What needs to be done ->
Reproduce, with no changes, every line of the entries, starting at the first line and ending at the line that contains "558;542;888;749".

•••••

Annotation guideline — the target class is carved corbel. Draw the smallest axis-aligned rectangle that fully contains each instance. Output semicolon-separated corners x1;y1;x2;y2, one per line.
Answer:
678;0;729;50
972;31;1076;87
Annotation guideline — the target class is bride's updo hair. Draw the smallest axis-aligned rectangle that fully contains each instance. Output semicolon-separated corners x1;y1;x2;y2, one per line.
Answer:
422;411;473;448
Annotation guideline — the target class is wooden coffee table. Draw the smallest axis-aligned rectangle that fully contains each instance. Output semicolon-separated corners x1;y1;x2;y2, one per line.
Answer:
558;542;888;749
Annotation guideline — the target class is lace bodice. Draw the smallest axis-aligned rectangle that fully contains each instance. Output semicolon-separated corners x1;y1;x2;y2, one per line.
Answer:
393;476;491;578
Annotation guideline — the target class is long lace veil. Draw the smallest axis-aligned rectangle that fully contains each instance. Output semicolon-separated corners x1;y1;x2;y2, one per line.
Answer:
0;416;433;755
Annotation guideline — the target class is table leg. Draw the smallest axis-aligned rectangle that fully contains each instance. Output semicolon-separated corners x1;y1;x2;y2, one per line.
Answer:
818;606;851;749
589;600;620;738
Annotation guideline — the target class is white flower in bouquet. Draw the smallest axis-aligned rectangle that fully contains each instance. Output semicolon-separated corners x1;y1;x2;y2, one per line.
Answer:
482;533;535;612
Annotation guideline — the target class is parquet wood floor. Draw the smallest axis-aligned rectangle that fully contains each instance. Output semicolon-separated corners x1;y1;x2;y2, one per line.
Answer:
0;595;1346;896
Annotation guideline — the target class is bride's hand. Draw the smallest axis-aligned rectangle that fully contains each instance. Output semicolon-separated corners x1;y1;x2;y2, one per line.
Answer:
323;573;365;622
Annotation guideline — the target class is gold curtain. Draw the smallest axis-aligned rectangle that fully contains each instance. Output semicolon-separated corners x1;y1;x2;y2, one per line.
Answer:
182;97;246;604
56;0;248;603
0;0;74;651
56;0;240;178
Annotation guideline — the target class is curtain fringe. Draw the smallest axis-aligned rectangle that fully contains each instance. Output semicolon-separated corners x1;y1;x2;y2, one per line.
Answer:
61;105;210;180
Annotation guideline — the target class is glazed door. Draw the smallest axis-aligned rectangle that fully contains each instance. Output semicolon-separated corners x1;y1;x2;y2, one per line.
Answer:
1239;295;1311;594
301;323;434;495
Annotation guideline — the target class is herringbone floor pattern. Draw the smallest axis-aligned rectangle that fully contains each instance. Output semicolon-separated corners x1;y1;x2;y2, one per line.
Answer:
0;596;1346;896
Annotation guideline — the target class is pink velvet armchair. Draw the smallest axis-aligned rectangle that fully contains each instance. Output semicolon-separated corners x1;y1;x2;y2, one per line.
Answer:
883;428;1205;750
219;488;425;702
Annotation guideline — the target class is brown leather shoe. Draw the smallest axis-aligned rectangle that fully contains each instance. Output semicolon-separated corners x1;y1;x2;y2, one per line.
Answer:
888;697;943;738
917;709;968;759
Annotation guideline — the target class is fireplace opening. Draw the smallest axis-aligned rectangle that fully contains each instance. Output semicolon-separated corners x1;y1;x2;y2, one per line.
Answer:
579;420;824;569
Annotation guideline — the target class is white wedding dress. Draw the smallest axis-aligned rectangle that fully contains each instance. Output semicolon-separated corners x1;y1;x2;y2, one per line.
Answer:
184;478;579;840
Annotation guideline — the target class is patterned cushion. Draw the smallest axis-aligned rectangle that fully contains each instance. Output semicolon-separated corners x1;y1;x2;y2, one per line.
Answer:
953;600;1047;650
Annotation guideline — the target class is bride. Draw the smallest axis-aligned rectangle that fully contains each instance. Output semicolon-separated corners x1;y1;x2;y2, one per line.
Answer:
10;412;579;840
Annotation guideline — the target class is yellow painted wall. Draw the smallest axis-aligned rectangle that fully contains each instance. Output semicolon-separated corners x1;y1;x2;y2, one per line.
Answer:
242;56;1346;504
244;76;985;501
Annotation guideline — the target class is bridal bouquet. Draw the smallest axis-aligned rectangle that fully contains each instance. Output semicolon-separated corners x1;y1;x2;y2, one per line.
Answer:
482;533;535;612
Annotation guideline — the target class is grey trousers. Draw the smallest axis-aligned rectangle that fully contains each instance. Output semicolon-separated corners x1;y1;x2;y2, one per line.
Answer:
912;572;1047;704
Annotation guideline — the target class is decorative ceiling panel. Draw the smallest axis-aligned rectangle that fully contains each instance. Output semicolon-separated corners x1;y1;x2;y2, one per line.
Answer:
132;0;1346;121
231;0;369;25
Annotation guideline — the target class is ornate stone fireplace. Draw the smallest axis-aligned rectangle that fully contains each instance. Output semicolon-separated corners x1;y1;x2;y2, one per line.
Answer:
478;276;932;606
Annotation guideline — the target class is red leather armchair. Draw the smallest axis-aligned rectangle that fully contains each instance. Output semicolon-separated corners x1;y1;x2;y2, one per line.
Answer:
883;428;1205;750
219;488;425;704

•••••

Output of the exercise ->
Annotation guideline — the target class is carved corbel. Draw the smallest axis-aligned rectangle that fully contains each instance. Output semicolon-separated corners x1;y1;x2;y2, one per line.
Answer:
678;0;729;50
972;31;1076;87
Annotation guideline — the target class is bride's updo hair. Draw the smallest axis-aligned rectangle that fully contains each instance. Output semicolon-separated corners x1;y1;x2;y2, one per line.
Answer:
422;411;473;448
Annotation guideline — the target class is wooden coffee table. Draw the smallest axis-aligned rectangle that fully contains each instance. Output semicolon-separated corners x1;y1;x2;y2, one per line.
Answer:
558;542;888;749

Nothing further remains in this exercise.